-- begin DATA TO PROCESS --

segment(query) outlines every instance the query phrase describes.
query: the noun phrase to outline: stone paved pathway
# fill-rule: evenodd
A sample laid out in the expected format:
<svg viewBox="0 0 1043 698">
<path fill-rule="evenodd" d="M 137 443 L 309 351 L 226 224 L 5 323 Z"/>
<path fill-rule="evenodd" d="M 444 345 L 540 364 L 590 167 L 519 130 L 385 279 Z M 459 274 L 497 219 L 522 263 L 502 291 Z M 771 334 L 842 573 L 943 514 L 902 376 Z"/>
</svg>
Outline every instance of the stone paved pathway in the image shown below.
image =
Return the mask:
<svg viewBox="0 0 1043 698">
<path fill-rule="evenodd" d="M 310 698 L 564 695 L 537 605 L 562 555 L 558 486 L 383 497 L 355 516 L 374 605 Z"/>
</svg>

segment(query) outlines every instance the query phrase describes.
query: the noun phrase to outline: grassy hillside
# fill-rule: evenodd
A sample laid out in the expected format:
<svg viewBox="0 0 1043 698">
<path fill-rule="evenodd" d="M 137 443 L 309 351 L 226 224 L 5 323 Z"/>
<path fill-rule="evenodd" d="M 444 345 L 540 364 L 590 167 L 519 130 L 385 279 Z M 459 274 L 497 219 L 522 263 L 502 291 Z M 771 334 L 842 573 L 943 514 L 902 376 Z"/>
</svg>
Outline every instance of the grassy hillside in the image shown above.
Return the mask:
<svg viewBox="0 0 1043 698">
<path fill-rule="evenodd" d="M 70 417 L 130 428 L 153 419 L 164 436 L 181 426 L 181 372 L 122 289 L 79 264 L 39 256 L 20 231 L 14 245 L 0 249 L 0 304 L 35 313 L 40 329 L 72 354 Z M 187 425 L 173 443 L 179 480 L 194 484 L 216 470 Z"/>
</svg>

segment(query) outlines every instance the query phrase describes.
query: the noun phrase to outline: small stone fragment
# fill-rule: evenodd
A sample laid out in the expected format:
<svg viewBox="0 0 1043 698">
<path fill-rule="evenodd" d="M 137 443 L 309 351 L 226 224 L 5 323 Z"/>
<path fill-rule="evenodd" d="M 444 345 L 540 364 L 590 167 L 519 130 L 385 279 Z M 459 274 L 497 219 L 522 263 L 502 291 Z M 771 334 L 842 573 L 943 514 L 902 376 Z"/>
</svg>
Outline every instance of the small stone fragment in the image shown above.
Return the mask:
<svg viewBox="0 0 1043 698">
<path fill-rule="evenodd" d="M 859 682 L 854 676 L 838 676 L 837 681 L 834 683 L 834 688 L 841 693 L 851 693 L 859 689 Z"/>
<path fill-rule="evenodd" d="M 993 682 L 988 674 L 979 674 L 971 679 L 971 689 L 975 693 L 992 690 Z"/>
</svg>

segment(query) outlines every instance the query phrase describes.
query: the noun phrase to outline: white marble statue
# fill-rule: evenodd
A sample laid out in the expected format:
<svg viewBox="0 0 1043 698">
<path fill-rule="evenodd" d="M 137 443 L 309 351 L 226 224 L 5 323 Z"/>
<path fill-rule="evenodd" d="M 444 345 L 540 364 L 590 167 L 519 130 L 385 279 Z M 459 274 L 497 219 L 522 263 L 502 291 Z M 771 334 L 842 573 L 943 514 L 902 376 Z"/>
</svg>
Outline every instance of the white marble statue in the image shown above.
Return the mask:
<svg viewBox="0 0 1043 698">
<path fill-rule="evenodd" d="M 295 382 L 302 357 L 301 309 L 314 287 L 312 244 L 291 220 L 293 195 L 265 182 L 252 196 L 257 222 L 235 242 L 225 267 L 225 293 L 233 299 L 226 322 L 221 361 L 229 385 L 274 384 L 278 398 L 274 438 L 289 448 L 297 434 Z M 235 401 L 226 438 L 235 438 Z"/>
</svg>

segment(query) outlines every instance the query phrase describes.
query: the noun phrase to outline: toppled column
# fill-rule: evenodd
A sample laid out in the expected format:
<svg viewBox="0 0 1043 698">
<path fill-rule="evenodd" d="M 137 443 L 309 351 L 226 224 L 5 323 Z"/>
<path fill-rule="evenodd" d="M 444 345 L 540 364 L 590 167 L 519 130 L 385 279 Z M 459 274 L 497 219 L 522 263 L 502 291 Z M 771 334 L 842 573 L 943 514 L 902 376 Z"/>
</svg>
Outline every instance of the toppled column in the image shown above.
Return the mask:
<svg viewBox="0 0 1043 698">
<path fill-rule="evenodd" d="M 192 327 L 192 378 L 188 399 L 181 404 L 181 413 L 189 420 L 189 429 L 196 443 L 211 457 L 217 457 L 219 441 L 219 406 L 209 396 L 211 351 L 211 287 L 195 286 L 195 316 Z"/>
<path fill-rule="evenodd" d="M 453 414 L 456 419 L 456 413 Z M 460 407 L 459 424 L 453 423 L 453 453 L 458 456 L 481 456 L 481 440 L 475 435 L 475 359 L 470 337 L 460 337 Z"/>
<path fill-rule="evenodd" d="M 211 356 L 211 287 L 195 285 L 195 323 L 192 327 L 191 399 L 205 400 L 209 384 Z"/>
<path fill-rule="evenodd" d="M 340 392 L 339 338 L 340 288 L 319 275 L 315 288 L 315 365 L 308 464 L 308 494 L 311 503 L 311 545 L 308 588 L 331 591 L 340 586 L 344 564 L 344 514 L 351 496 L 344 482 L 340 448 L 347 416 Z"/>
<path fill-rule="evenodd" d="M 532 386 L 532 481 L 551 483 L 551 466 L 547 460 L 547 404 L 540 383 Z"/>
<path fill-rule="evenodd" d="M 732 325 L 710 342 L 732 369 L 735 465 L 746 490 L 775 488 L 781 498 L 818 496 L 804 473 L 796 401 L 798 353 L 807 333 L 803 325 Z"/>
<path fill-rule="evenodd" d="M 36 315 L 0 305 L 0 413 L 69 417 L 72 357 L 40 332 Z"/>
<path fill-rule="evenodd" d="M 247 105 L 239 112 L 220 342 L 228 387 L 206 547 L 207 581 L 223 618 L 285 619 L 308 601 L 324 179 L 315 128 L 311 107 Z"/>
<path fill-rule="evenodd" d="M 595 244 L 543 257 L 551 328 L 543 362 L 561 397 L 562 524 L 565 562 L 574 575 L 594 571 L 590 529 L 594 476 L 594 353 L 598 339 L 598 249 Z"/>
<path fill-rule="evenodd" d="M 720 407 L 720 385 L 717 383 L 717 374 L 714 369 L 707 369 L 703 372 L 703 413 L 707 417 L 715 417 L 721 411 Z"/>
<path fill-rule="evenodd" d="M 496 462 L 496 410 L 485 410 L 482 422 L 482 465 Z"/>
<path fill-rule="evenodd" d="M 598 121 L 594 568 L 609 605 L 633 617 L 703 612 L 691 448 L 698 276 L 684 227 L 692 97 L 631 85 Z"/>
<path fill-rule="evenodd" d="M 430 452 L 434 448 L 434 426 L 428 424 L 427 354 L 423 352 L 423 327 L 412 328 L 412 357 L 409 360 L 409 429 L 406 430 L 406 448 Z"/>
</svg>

-- end DATA TO PROCESS --

Give only the number of lines in the material above that contain the string "shown". Case counts.

5